◆ Dataset ◆
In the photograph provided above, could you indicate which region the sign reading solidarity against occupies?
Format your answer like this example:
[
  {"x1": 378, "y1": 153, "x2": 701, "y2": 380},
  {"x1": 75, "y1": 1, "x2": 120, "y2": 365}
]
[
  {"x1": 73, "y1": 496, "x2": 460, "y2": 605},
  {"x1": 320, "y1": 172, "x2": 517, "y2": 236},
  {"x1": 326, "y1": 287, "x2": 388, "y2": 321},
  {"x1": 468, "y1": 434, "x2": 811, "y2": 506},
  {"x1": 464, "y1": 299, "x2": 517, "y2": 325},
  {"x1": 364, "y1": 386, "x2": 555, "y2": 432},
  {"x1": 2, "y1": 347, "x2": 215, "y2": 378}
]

...

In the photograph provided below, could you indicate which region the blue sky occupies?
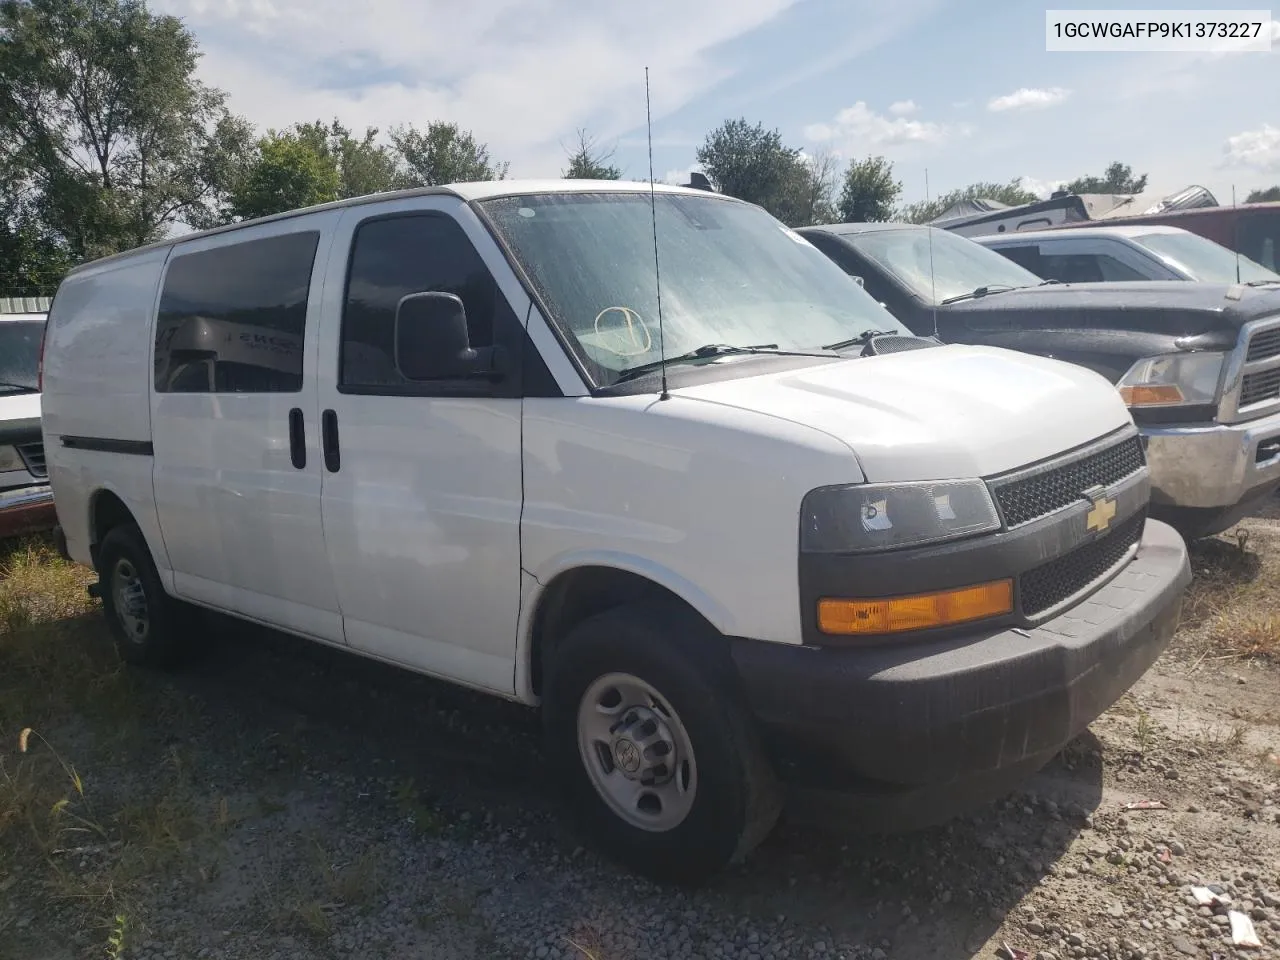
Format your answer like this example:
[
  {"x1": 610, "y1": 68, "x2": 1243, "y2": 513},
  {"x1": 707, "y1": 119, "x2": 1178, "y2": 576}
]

---

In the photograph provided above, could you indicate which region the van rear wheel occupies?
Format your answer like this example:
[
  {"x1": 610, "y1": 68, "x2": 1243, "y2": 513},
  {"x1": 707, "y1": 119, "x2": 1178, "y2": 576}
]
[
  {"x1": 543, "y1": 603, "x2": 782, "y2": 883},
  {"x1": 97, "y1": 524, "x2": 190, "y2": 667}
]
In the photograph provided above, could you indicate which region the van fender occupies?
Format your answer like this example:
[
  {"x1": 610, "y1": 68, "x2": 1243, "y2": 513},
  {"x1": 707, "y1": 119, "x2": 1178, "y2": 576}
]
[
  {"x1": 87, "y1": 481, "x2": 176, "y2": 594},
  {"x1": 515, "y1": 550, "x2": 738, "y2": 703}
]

◆ Your assignment ◆
From the entries above, copy every line that holds the word "region".

◆ Result ◆
In the photograph provided above, could you indicate which region the sign reading solidarity against occupies?
In the photograph provided below, could you indicate which region the blue sky occupies?
In the photograph provided above, could you indicate which region the van rear wheel occupies?
In the photograph provided above, could you indicate which region the van fender occupies?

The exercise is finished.